* Exercise objective:
With the pictures left out, restate every entry word for word.
START Material for this task
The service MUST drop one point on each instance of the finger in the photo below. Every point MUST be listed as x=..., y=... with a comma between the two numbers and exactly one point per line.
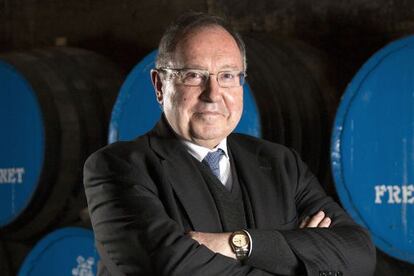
x=304, y=222
x=316, y=219
x=325, y=223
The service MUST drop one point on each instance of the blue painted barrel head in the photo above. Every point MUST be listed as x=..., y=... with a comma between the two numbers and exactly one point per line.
x=136, y=110
x=68, y=251
x=372, y=149
x=22, y=143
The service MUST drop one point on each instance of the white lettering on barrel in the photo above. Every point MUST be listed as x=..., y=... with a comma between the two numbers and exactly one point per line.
x=11, y=175
x=395, y=194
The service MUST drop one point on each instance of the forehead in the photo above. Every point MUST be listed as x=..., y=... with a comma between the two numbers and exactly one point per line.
x=209, y=47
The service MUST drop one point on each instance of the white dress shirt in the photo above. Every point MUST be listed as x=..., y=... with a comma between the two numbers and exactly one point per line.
x=199, y=152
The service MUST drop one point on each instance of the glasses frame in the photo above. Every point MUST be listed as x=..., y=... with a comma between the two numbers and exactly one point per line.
x=178, y=72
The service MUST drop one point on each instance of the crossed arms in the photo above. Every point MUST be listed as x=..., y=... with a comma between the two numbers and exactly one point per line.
x=140, y=227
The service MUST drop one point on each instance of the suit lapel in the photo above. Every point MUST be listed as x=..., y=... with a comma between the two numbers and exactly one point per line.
x=256, y=174
x=185, y=178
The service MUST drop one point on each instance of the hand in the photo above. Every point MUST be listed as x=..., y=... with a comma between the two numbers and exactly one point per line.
x=216, y=242
x=319, y=220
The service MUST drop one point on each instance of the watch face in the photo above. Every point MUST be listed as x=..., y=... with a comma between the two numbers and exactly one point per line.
x=239, y=240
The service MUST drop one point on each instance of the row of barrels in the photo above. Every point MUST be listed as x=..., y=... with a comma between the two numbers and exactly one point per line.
x=54, y=108
x=61, y=104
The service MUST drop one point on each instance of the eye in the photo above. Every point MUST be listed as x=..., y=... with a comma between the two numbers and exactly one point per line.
x=193, y=76
x=227, y=76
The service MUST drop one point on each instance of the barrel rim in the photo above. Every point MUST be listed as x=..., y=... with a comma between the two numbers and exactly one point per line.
x=350, y=94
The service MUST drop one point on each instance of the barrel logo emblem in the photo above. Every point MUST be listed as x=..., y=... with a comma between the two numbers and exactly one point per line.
x=11, y=175
x=394, y=194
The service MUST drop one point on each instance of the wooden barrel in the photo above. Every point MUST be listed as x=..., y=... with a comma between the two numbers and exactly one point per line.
x=297, y=101
x=67, y=251
x=5, y=266
x=373, y=150
x=55, y=104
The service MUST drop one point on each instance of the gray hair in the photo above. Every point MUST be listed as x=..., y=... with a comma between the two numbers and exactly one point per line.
x=189, y=22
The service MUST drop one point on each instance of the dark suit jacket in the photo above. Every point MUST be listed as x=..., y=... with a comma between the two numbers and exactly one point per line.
x=144, y=195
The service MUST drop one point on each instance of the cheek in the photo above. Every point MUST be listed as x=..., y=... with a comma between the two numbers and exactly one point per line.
x=235, y=102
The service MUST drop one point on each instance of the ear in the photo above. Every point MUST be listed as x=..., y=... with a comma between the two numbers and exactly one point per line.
x=157, y=83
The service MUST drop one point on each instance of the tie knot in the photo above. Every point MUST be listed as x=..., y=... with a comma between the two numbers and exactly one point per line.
x=212, y=160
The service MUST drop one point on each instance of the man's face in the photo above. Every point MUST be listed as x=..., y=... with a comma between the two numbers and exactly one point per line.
x=204, y=115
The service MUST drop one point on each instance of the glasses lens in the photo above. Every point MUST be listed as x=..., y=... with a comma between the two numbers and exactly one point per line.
x=231, y=78
x=193, y=77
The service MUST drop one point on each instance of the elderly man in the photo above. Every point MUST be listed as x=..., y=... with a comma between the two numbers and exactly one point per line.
x=191, y=198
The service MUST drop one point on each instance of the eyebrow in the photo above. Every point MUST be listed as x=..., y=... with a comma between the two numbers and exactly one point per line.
x=222, y=68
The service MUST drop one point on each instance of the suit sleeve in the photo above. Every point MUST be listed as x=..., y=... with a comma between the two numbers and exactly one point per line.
x=344, y=247
x=132, y=226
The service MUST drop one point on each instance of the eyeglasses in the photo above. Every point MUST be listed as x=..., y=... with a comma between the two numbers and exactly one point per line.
x=198, y=77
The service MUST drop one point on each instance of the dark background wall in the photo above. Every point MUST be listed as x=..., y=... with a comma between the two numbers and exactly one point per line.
x=347, y=31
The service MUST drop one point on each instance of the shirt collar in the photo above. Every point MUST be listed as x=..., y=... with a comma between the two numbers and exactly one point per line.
x=199, y=152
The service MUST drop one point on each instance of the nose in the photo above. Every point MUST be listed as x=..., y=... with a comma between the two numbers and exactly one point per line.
x=212, y=91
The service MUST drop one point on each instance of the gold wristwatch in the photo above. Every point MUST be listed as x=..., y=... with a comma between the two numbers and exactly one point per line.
x=240, y=244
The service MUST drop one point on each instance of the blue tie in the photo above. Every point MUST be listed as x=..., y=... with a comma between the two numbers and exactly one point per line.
x=212, y=160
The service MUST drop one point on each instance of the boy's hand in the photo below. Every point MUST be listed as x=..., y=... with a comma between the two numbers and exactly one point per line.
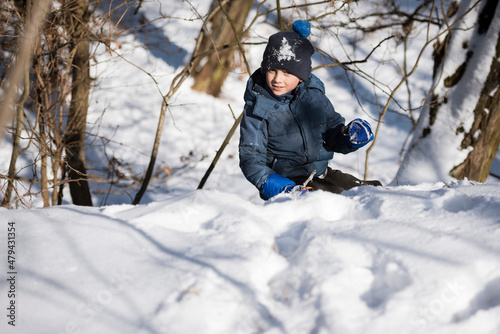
END Material for this task
* Task answer:
The service MUST drop one point on each instance of the finger in the photo below. Every point MUST be listed as x=..., y=... with a comma between the two numbers and exactly one point per line.
x=304, y=222
x=316, y=219
x=325, y=223
The service MUST drop one point on each instance of the blue painted barrel head in the photo above. Every point MUST be listed as x=..., y=... with a comma between the two numbers and exactly one point per line.
x=136, y=110
x=68, y=251
x=372, y=149
x=22, y=143
The service MUST drop one point on each instance of the white lettering on barrel in the photo above. Every point MUST be listed as x=..., y=... with a comma between the two numbers and exactly one point per line.
x=11, y=175
x=395, y=194
The service MUST drop one point on each instance of the forehead in the photo above. Every point MUST be listed as x=..., y=... with a comma between the two numbers and exactly one point per line.
x=209, y=47
The service MUST drop one point on each instance of the white dress shirt in the photo above. Every point MUST be listed as x=..., y=... with a comma between the two numbers and exactly one point per line.
x=199, y=152
The service MUST drop one point on each instance of the glasses frame in the photo above. Every point MUST be listed as x=..., y=... with a comma between the two numbers and exactly one point per line.
x=178, y=72
The service MUST drop one point on each instance of the crossed arms in the photo above. Every point MUST be listed as x=..., y=... with a comma between the two numbers and exactly one point per line.
x=140, y=227
The service MUST drop one point on each instance of the suit lapel in the photo above. Every point MUST be listed as x=..., y=... with a comma between the two numbers and exactly one point per line.
x=256, y=174
x=185, y=178
The service MUST drop one point on each instance of the hand in the photo above. Every point MUST be listed as x=..., y=... with a comma between the two numbers and exactly one point per line.
x=216, y=242
x=319, y=220
The service MUST drop one point on each instance of the watch face in the photo above. Every point MUST be listed as x=..., y=... with a comma between the two numbers and exactly one point per line.
x=239, y=240
The service MUST drop one point on each instance of the row of barrels in the photo above. Every point MUST be listed as x=..., y=... with a comma between the two numbers and exactly one point per line.
x=54, y=108
x=61, y=104
The service MUST drop one point on each instance of the eye in the photo above. Every point MUST be listed as x=..., y=... with a comma between the two numbers and exactly one point per line.
x=193, y=76
x=227, y=76
The service MUST drop one point on each instance of the barrel rim in the photo above. Every point MUST be listed as x=..., y=... with a comma between the two numbers and exactly one point per line.
x=350, y=94
The service MUST drop one point on each instance of the barrel logo emblem in the photo above. Every point MUST be listed as x=..., y=... with a comma between the two numbers and exactly one point per line.
x=11, y=175
x=394, y=194
The service MUST drop one point on each instance of the wooden barrel in the photo above. Every point MUST be listed as x=..., y=... with a comma between the two numbers and exactly one point per line.
x=297, y=101
x=67, y=251
x=5, y=266
x=373, y=150
x=55, y=104
The service MUST drop one point on each instance of the gray hair in the photo above. Every point MUST be listed as x=..., y=... with a comma between the two numbers and exactly one point per line.
x=189, y=22
The service MUST drop one point on each instance of the dark suit jacket in the photo above. Every point MUST be listed as x=..., y=... with a comma between the two numbers and exactly one point per line.
x=144, y=195
The service MUST drop one point on each instance of the cheek in the photo above. Every point MUST be listed as x=..., y=... with a comma between the two numbers and exactly one point per line.
x=235, y=102
The service MUST drop one point on each instance of the ear in the photo above. Every point MUST be listed as x=..., y=... with a comma between the two numbers and exactly one point per line.
x=157, y=83
The service MUST drop one point on each instance of the tie knot in the photo above. Every point MUST be listed as x=..., y=... with a comma between the two numbers and exactly one point per line.
x=212, y=160
The service MUST drop one point on each instance of the man's face in the photo above. Every point MUST be listed as x=..., y=... with a comma between the two numbers and exactly one point per line.
x=204, y=115
The service MUST drop one point on each instance of the glasses lens in the photo above. Every point MUST be listed as x=..., y=... with a comma between the two numbers and exactly one point per line.
x=231, y=78
x=193, y=77
The service MUST drop one point on each instance of the elderly man in the photo above. Every point MUST be listed as x=..., y=... with a comma between the two numbers and exactly one point per line.
x=191, y=198
The service MUST drop one point on each instance of the eyebrow in the photo above. Every point MUST be listed as x=..., y=... with a comma between the two numbers and exactly one point per line.
x=222, y=68
The service MUST drop one point on each instance of the suit sleeve in the photo above. Every point MUST be listed as x=..., y=... with a comma between the two numbers and exactly one point per line.
x=344, y=247
x=132, y=226
The service MUST drop one point on each instance of the eyeglasses in the photo above. Every point MUST be listed as x=..., y=... with a comma between the two numbers and exactly one point per line.
x=198, y=77
The service MUST drop one point on each instance of the dark background wall in the photo above. Every point MUST be listed as x=..., y=... with a comma between the two numbers and exactly one point per line.
x=347, y=31
The service MUST drop one point on each instance of the shirt collar in the photo above. Every point MUST be listed as x=..., y=... with a comma between the two numbers and exactly one point per line.
x=199, y=152
The service MUST drop one point on each instance of the nose in the photo above. Every point MUST be listed as x=..., y=... with a comma between the two numbers and exactly one point per line.
x=212, y=91
The service MUST drop one point on each instance of the gold wristwatch in the photo above. Every point MUST be listed as x=..., y=... with a comma between the two numbers and exactly one point per line.
x=240, y=244
The service MUST drop one point on each instance of the blue tie in the photo above. Every point MUST be listed as x=..., y=... with a comma between the two numbers and exactly one point per line.
x=212, y=160
The service MUST drop one point on each instance of the boy's hand in the photo below. Every point MUST be listed as x=..., y=... with a comma between the two numbers and exactly one point per line.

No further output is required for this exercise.